— BEGIN EXERCISE INPUTS —
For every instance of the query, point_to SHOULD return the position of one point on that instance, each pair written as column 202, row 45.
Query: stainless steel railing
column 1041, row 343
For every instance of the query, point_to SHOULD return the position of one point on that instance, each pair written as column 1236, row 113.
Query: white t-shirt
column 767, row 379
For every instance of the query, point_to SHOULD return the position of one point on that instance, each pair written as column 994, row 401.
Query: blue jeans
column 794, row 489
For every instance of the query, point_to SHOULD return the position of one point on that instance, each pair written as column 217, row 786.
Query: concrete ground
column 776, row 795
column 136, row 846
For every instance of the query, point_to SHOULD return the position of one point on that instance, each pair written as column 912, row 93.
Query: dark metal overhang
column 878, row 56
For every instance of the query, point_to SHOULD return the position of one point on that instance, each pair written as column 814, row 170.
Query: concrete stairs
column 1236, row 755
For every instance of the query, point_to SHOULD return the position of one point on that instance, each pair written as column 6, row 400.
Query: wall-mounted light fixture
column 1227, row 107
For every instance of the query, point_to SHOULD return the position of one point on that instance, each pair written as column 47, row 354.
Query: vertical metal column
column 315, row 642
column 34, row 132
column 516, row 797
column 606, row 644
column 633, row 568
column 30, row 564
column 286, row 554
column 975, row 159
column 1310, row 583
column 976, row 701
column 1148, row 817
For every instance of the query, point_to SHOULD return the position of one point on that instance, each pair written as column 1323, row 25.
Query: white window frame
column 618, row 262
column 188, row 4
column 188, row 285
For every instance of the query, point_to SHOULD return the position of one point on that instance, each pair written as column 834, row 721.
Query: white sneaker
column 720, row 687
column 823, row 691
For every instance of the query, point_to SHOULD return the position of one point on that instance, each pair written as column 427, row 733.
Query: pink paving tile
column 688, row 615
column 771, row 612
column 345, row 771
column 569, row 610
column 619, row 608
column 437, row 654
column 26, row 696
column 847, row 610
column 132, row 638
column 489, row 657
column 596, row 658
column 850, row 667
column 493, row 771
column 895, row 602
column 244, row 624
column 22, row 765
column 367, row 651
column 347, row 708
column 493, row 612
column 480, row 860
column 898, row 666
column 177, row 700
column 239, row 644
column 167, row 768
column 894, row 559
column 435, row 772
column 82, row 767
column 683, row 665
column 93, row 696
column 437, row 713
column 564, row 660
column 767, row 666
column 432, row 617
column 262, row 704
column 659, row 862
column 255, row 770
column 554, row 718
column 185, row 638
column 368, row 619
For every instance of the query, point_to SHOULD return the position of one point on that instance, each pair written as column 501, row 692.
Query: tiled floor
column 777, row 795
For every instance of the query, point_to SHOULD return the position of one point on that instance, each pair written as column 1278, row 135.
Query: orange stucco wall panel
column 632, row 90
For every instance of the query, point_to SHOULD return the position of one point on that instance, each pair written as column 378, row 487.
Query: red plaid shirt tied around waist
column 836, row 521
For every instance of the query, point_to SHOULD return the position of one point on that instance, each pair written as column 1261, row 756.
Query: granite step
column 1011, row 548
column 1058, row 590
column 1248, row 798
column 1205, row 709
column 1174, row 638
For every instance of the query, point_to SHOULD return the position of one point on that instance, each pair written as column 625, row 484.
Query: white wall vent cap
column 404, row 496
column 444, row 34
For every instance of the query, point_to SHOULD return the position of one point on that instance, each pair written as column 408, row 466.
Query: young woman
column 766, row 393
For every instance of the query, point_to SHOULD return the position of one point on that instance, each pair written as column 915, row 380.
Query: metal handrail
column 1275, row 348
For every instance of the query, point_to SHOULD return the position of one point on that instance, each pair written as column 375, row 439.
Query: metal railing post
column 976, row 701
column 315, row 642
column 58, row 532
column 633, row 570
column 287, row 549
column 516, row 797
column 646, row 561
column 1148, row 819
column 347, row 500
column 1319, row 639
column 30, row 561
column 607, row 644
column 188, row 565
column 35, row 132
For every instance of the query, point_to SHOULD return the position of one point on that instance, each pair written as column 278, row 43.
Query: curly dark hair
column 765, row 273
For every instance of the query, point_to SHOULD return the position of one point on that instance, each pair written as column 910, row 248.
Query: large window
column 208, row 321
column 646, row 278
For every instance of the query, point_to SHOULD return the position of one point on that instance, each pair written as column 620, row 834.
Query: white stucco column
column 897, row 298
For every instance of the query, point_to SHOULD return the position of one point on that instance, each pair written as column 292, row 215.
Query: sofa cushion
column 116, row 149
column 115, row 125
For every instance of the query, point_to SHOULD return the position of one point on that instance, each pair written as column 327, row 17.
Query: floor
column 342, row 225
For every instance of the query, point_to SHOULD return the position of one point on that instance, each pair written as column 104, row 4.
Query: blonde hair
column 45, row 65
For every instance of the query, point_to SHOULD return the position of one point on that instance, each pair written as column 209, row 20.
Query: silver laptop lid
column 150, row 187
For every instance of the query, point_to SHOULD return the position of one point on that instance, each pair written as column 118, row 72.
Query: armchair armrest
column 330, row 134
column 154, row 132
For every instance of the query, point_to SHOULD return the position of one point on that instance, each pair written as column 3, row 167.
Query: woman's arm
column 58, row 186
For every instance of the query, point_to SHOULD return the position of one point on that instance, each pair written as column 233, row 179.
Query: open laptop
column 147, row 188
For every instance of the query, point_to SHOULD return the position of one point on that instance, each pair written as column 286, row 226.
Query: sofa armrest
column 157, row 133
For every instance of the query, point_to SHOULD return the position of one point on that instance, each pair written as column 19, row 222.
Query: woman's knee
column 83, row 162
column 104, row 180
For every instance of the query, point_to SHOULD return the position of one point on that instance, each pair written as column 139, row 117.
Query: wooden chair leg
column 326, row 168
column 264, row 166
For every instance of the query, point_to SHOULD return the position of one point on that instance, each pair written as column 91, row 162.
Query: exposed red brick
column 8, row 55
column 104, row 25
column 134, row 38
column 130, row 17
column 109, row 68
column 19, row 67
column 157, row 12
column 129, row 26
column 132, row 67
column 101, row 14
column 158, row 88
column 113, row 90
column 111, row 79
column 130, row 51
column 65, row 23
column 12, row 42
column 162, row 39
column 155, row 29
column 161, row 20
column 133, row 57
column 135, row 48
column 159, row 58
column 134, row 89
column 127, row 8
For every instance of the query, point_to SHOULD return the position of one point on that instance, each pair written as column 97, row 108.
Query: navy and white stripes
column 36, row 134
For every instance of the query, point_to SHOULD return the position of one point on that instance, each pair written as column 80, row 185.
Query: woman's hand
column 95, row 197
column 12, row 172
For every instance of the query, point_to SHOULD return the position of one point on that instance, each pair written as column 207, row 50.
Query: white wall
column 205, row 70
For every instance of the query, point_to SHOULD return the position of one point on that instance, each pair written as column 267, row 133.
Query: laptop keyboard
— END EXERCISE INPUTS —
-- WHAT TO WORK ON --
Exactly reproduce the lines that run from the line with "80, row 185." through the last line of the records, inclusive.

-- WRITTEN REPLY --
For every instance of the query, point_to SHOULD return the position of one point on that instance, each pair written as column 80, row 185.
Query: woman's hand
column 95, row 197
column 12, row 172
For every instance of the query, point_to SHOULD return the position of one point on that instance, each pair written as column 207, row 50.
Query: white wall
column 205, row 70
For every instance of the query, point_to SHOULD return the position of one point on that instance, each pair written as column 267, row 133.
Query: laptop keyboard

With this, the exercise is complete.